- How to complete this task -
The lines below starting at the line containing "find hat brim" and ending at the line containing "find dirt ground" are to be repeated exactly, with both ends kept and nothing else added.

Stored dataset items:
━━━━
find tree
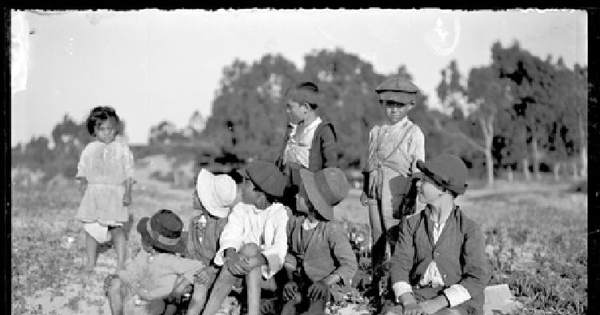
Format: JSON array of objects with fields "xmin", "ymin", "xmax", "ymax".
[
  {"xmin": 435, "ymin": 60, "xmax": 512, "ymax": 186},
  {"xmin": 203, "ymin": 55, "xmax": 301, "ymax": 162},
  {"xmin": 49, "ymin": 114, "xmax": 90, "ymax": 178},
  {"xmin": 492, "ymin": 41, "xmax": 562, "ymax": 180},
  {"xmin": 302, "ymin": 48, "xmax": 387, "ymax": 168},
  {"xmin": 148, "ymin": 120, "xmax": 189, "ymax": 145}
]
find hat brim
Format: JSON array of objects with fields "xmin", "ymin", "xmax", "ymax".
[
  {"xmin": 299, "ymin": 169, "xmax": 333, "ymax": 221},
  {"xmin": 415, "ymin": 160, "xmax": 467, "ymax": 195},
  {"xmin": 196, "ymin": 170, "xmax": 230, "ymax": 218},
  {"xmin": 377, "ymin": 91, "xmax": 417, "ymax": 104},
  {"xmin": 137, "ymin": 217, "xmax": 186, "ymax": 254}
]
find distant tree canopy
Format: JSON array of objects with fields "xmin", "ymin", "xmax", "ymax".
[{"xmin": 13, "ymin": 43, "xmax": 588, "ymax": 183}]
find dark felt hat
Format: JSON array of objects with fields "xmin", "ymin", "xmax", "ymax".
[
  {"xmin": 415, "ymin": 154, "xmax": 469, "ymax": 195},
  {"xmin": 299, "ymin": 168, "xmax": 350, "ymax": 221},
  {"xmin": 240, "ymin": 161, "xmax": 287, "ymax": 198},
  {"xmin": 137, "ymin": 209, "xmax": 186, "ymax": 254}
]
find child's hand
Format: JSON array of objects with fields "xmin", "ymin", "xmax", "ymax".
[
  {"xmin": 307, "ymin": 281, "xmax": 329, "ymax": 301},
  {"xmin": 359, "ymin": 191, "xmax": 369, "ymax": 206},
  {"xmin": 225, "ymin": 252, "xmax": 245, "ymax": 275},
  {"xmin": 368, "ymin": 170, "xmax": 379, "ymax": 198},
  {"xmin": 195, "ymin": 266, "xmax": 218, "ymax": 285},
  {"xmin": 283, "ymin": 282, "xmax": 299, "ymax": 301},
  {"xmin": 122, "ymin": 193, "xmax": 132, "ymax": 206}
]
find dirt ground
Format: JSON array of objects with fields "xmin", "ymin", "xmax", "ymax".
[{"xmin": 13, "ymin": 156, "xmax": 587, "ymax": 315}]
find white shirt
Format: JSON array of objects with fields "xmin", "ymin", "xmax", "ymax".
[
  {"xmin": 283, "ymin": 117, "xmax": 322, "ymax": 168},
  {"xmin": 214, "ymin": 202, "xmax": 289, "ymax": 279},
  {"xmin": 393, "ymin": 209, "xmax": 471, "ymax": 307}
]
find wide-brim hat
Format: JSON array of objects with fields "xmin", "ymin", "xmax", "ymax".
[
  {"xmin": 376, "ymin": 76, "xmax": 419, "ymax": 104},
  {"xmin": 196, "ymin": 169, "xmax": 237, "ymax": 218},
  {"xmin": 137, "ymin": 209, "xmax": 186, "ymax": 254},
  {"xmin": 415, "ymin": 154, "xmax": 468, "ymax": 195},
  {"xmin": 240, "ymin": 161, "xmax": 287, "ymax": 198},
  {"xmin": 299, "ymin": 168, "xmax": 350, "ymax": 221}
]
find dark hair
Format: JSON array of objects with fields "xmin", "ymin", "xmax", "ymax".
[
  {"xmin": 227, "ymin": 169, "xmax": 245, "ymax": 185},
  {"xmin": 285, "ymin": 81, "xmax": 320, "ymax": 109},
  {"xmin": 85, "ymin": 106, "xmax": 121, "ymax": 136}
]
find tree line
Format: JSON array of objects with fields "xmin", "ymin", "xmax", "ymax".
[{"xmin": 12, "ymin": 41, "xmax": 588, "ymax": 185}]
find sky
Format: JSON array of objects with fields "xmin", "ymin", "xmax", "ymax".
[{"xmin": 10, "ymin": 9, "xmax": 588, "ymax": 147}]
━━━━
- Answer box -
find hat brim
Format: JSON array of objects with fields "xmin", "ymin", "xmax", "ymax".
[
  {"xmin": 299, "ymin": 169, "xmax": 333, "ymax": 221},
  {"xmin": 415, "ymin": 160, "xmax": 467, "ymax": 195},
  {"xmin": 196, "ymin": 170, "xmax": 230, "ymax": 218},
  {"xmin": 377, "ymin": 91, "xmax": 417, "ymax": 104},
  {"xmin": 137, "ymin": 217, "xmax": 186, "ymax": 254}
]
find distant tree canopy
Format: JSON array of objects with fields "xmin", "ymin", "xmax", "ymax".
[{"xmin": 13, "ymin": 43, "xmax": 588, "ymax": 183}]
find dark felt hat
Format: JSON array of objects with fields "xmin", "ymin", "xmax", "ymax".
[
  {"xmin": 415, "ymin": 154, "xmax": 469, "ymax": 195},
  {"xmin": 299, "ymin": 168, "xmax": 350, "ymax": 221},
  {"xmin": 240, "ymin": 161, "xmax": 287, "ymax": 198},
  {"xmin": 137, "ymin": 209, "xmax": 186, "ymax": 254}
]
find child's hand
Format: JSON array of objects with fields "xmin", "ymin", "xmax", "ymax".
[
  {"xmin": 307, "ymin": 281, "xmax": 329, "ymax": 301},
  {"xmin": 359, "ymin": 191, "xmax": 369, "ymax": 206},
  {"xmin": 225, "ymin": 252, "xmax": 245, "ymax": 275},
  {"xmin": 368, "ymin": 170, "xmax": 379, "ymax": 198},
  {"xmin": 195, "ymin": 266, "xmax": 218, "ymax": 285},
  {"xmin": 283, "ymin": 282, "xmax": 299, "ymax": 301},
  {"xmin": 122, "ymin": 193, "xmax": 132, "ymax": 206}
]
find dirt ground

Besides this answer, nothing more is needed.